*Task instructions*:
#1 Translate this sentence from the blog post on gay marriage into French: "I think that I might be getting better."
#2 Carry on the blog post on gay marriage, with its reader comment, from the point where it stops.

And then there's the whole issue of Gay Marriage. I never thought that I would agree with Brian Sewell about anything but I have to admit that Anthony Blunt's old chum is right on the money here. There is nothing in any way progressive about gay marriage. It's just another nice little earner for the loathsome wedding industry. Not stoning gays to death or drowning them in the mill-pond, that's "progressive". But the solution is there before our eyes. Civil Ceremony for all and Civil Ceremony the only arrangement recognised in law. If couples, straight, gay or whatever then wanted to go through a ceremony under the auspices of the Catholics, Muslims, Hari Krishna, Christian Scientists, Scientology or the League Against Cruel Sports they could fill their boots. That would be between them and the cult of their choice.
I think that I might be getting better.


Dr Llareggub said...

Glad you are well. Keeping away from the NHS and Liverpool Death Pathway.
Civil Ceremony plus faith of your choice as an extra is sensible. But show some compassion to the lawyers. Legal aid has been cut and lawyers are in pain. Then along comes equality based legislation for gay marriage and with it opportunities to sue vicars, priests, churches and any who refuse to provide gays with God's blessings. A lawyer's paradise. They can sue caterers, photographers, taxi firms, pedlars of wedding paraphernalia who, for whatever crazy reason, withold their products from gay weddings. Got to hand it to Dave: he taketh with one hand and giveth in abundance with the other.

*Given information*:
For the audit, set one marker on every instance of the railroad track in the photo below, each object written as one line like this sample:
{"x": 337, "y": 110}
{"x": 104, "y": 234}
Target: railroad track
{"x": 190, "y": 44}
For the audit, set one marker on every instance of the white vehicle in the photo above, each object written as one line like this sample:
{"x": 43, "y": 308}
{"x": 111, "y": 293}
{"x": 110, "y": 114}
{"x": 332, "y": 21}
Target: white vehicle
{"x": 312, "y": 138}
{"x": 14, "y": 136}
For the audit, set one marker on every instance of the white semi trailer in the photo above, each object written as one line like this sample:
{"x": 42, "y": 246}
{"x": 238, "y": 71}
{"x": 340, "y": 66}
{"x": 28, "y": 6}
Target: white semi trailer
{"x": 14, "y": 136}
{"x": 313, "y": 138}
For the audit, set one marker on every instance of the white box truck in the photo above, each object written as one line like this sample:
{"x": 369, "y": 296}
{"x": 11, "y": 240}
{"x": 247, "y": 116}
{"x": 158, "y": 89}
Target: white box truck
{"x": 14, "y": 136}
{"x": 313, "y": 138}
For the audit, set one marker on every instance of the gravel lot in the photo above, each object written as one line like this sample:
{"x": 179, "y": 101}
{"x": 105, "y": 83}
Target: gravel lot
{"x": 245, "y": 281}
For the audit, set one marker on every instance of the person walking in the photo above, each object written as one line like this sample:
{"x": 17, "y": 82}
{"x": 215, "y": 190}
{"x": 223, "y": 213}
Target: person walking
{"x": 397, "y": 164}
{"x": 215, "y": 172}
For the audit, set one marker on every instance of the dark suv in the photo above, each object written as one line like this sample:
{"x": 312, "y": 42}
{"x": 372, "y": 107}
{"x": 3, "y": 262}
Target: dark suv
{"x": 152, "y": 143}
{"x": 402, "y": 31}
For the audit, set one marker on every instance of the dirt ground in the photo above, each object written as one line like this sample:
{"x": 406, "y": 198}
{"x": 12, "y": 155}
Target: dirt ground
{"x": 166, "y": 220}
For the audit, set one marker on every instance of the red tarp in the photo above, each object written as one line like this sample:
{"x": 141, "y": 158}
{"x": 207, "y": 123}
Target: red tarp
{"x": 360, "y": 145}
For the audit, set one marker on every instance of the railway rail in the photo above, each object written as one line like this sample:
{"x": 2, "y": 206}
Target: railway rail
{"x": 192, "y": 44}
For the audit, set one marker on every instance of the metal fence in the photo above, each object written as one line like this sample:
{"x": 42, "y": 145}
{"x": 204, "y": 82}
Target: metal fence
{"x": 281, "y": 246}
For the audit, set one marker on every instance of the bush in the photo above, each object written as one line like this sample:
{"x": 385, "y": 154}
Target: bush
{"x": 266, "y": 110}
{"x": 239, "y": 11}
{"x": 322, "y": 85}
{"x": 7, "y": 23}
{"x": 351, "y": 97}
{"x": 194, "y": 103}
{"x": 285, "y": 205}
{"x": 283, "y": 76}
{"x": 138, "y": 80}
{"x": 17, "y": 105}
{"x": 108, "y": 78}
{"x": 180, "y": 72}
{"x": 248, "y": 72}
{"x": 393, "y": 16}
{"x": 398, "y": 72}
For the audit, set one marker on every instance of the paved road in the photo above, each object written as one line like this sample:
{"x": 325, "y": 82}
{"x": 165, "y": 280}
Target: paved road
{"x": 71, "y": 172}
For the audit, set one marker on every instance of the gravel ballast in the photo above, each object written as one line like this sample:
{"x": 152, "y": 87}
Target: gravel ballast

*Answers for the tasks*:
#1 Je crois que je suis peut-être en train d'aller mieux.

#2
Aidan said...

Many moons ago I was a teenage trainee actuary - working on annuities. Essentially you're looking at life expectancy, and how much the company providing the annuity can expect to get back from the annuity - a lump sum which the company uses to buy shares in arms companies, tobacco companies, booze companies and mining companies. The company wants to give the annuitant as little as possible whilst remaining competitive. I'm glad to say I went home one Friday and on Saturday I was hitch-hiking through France. When I got back I'd been sacked. I hated that job.